- TEXT PASSAGE
Help for series calculation $\sum_{n\ge1} \frac{1}{4n^3-n}$

Question

I want to find the following series.

$$\sum_{n\ge1} \frac{1}{4n^3-n}$$

So, fisrt of all, patial fraction : $$\frac{1}{4n^3-n}=\frac{1}{2n+1}+\frac{1}{2n-1}-\frac{1}{n}.$$

Next, I consider the geometric series $$\sum_{n\ge1} x^{2n-2}+x^{2n}-x^{n-1}=\frac{1}{1-x^2}+\frac{x^2}{1-x^2}-\frac{1}{1-x}\tag{1}$$ where ${-1\lt x\lt1}$.

Then, I integrate both side of (1) from $0$ to $1$:

$$\sum_{n\ge1}\frac{1}{2n-1}+\frac{1}{2n+1}-\frac{1}{n}=\int_0^1 \frac{x^2-x}{1-x^2}dx$$

Finally, I get the value that is equal to $ln(2)-1$ by improper integral but it's less than $0$. What did I do wrong? All help is appreciated.

Answer 1

Following a comment of mine above:

• without checking too carefully, the issue in your step most likely resides in the "I integrate both sides of (1) from 0 to 1." You then integrate the LHS termwise -- why can you do that? The interval of convergence of your power series is $1$, so it is not obvious you can swap $\sum_n$ and $\int_0^1$. And, as it turns out, worse than "not obvious" it appears to be wrong.

- WHAT NEEDS TO BE DONE
In the forum thread, what value does the person asking get from the improper integral? Rely only on the forum thread above.

- RECORDED INFORMATION
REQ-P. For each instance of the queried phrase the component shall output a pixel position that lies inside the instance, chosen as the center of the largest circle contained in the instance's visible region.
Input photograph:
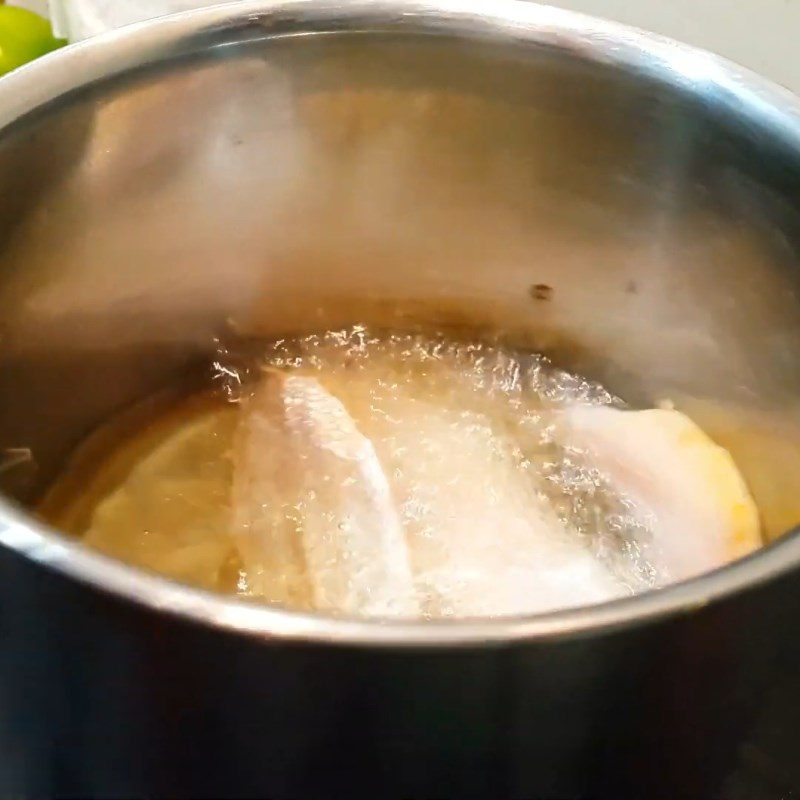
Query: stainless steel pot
(270, 167)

- WRITTEN SOLUTION
ln(2) − 1, which is less than 0.